Schirwindt, стёртый с лица земли — страница 12 из 22

— Дорогой Шура, — говорит Горин, — при­ми наш скромный подарок. Пусть эта батарея согревает тебя теплом наших сердец...

— Шутка, — говорю, — на тройку. Несите туда, где взяли.

Они, матерясь, тащат проклятую батарею во двор и бросают на землю. И вдруг Захаров говорит:

— Чтобы шутка сработала, ее нужно дове­сти до абсурда.

Они вновь берутся за батарею и опять та­щат ее на третий этаж. Открываю дверь.

— Дорогой Шура, — говорит Андрей Ми­ронов, — прими наш скромный подарок!

— Вот это другое дело, — говорю. — Вно­сите!

Основные импульсы режиссерской фанта­зии Захарова — это всегда удивить и пугануть. Уезжал я как-то в город Харьков сниматься в очередной малохудожественной картине, провожаемый на вокзале Мироновым и Заха­ровым. Как только поезд отошел, режиссер­ская интуиция подсказала Захарову: «Надо Маску (моя партийная кличка) пугануть». Они помчались ночью к главному администратору театра, выклянчили денег, бросились во Внуково и утром встречали меня в Харькове. Пуганули.

Но чем резче его куда-либо куражно заносит, тем жестче он возвращается на проезжую часть своего бытия. В этом смысле дружба с них напоминает мне эпизоды из чаплинских «Огней большого города», где миллионер всю ночь проводит с Чаплином в дружеском пья­ном экстазе, а утром его не узнает.

Чем крупнее личность, тем опаснее ее слу­чайное осмысление. Поэтому личности вынуждены быть закрытыми от обывательских рас­шифровок. Таков Захаров. Видимость внешне­го благополучия обратно пропорциональна внутренней тревоге. Его резкая смелость чревата страшными послепоступковыми муками. У него цепкая, даже злопамятная эрудиция. Это тяжкий груз. Он аналитичен и мудр. Ана­лиз мешает непосредственности, мудрость тормозит импровизацию. Для этих целей он держит меня.

• Задания к выполнению:
a: В каком городе, согласно отрывку о Захарове, Миронов и Захаров утром встретили рассказчика?
b: Напишите продолжение отрывка о Захарове, начав сразу после его последнего предложения.

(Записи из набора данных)

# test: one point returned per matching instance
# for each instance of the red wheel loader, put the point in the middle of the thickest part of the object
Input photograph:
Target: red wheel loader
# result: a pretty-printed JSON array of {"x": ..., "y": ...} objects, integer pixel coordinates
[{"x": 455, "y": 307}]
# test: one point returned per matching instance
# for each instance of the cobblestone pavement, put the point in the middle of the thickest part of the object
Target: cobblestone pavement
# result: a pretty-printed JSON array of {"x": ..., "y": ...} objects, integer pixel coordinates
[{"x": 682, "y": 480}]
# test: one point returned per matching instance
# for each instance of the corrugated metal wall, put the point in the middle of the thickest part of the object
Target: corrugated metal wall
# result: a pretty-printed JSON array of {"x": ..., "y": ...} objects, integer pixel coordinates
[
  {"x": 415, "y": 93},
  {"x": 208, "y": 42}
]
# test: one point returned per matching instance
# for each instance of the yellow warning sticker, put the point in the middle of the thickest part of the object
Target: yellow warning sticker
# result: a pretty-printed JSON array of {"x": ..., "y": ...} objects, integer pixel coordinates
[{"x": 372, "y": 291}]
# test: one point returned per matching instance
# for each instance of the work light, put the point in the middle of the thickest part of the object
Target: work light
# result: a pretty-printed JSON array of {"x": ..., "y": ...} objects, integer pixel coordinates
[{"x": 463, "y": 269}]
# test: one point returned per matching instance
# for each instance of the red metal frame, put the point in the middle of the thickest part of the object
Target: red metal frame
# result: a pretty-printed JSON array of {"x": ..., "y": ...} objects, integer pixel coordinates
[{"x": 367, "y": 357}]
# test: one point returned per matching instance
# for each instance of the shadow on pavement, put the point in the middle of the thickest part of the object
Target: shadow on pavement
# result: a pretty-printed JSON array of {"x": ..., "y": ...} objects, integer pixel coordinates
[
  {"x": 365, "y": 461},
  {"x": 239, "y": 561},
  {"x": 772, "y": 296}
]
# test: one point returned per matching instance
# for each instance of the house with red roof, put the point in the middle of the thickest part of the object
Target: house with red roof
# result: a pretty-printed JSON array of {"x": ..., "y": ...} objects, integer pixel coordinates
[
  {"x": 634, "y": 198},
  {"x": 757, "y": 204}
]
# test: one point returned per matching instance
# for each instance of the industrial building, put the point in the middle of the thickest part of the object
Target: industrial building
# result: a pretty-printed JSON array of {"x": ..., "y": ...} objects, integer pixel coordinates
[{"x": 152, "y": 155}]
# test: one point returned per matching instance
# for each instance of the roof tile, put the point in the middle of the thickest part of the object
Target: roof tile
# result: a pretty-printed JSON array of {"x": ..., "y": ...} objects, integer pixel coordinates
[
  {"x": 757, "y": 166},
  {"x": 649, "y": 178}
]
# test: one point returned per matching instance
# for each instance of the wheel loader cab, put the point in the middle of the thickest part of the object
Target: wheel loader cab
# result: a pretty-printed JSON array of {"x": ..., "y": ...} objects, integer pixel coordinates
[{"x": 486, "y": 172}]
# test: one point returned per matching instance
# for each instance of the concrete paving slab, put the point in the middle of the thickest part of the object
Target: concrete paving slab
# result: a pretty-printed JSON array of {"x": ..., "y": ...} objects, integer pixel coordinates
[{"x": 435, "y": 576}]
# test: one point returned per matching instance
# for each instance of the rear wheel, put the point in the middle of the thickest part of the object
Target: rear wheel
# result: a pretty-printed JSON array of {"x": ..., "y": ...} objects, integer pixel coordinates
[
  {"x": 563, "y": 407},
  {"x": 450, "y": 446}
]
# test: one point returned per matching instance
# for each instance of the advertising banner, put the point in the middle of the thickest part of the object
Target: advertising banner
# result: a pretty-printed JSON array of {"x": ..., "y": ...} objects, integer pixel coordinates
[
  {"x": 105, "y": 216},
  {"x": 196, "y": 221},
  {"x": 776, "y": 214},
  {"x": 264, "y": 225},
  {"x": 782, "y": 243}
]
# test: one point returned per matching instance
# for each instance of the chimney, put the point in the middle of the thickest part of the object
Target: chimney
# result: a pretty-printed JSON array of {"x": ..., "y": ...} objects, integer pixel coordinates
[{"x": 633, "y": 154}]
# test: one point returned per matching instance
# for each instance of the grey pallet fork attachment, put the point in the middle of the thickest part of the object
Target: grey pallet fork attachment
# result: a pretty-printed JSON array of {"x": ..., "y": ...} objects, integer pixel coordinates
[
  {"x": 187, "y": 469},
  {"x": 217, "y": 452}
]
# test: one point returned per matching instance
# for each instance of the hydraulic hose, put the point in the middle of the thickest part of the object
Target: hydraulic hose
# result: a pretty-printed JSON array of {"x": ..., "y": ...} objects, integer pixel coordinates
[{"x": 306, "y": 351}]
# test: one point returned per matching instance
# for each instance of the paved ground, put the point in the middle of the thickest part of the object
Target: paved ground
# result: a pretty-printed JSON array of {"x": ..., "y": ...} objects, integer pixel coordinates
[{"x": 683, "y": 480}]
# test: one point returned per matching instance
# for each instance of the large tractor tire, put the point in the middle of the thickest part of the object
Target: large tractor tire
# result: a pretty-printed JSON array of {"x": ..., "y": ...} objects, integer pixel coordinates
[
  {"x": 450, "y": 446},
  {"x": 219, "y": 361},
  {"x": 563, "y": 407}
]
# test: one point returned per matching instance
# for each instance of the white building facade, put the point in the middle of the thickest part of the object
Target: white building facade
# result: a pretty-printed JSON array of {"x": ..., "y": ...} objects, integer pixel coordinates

• Ответы к заданиям:
a: В Харькове.

b:
В дружбе он суров и категоричен. «Худей! Немедленно!» Я худею. «Хватит худеть! Это бо­лезненно!» Я толстею. При этом он щедр и ши­рок. Велел мне, например, носить длинные эластичные носки для укрепления отходив­ших свое ног. Я сопротивлялся, ссылаясь на отсутствие носков в продаже, тогда он привез их мне из Германии — 12 пар, разного цвета, по 38 марок за пару — умножайте!

Но если честно, то я люблю его жену Ни­ночку, а он любит мою жену Таточку. Иногда мы для приличия встречаемся вчетвером и иг­раем в покер.



Я всю жизнь завидую Рязанову. Завидовать таланту стыдно, но, слава богу, кто-то приду­мал, что зависти бывают две — черная и белая. Я завидую белой.

Я завидую его мужеству, моментальной ре­акции на зло и несправедливость, выражен­ной в резких поступках. Я завидую его стой­кой и вечной привязанности к друзьям. Я завидую диапазону его дарований. Я завидую силе его самоощущения. Я преклоняюсь пе­ред формулой его существования: «Omnia mеa mecum роrtо» («Все свое ношу с собой») — он духовно и материально несет шлейф биогра­фии, помнит и любит все, что с ним случи­лось.

Он очень крупный! Даже когда ему удается похудеть, он не уменьшается, а превращается в поджарого слона.

Суммируя свои ощущения от личности друга, я послал к его 70-летию

ЗАКРЫТОЕ ПИСЬМО С ОТКРЫТЫМ СЕРДЦЕМ,

адресованное зарубежной общественности, от артиста, человека и гражданина Ширвиндта Александра Анатольевича

Копии:

— Генпрокуратура России;

— контора дачного поселка «Советский писатель»;

— Международный суд, г. Гаага.

Дорогие друзья (обращение условное)!

Пользуюсь случайной возможностью про­явить на бумаге долголетнюю травлю меня как личности, как художника и, по паспорту, муж­чины — со стороны человека, которому по­свящаю данное печатное послание.

В течение последних 40 лет (первые 40 лет я не помню, и слава богу) так называемый юбиляр использовал меня в корыстных для себя целях.

Но по порядку и коротенько.

1. В к/ф «Ирония судьбы», прикидываясь другом, он завлек меня в баню, где спаивал пи­вом с водкой, к чему я с тех пор пристрастил­ся, не имея на это ни финансового, ни физи­ческого права.

2. В холодном павильоне «Мосфильма» пробовал меня на главную роль в к/ф «Зигзаг удачи» в эротической сцене, положив в постель с актрисой С. Дружининой, которая в целях утепления и боязни главного оператора картины Анатолия Мукасея, ее мужа, лежала под одеялом в тренировочном костюме, чем окончательно похерила зачатки «порно» в советском кинематографе. В результате в фильме сыграл Е. Леонов, а Дружинина с перепугу стала кинорежиссером и безостановочно снимает гренадеров.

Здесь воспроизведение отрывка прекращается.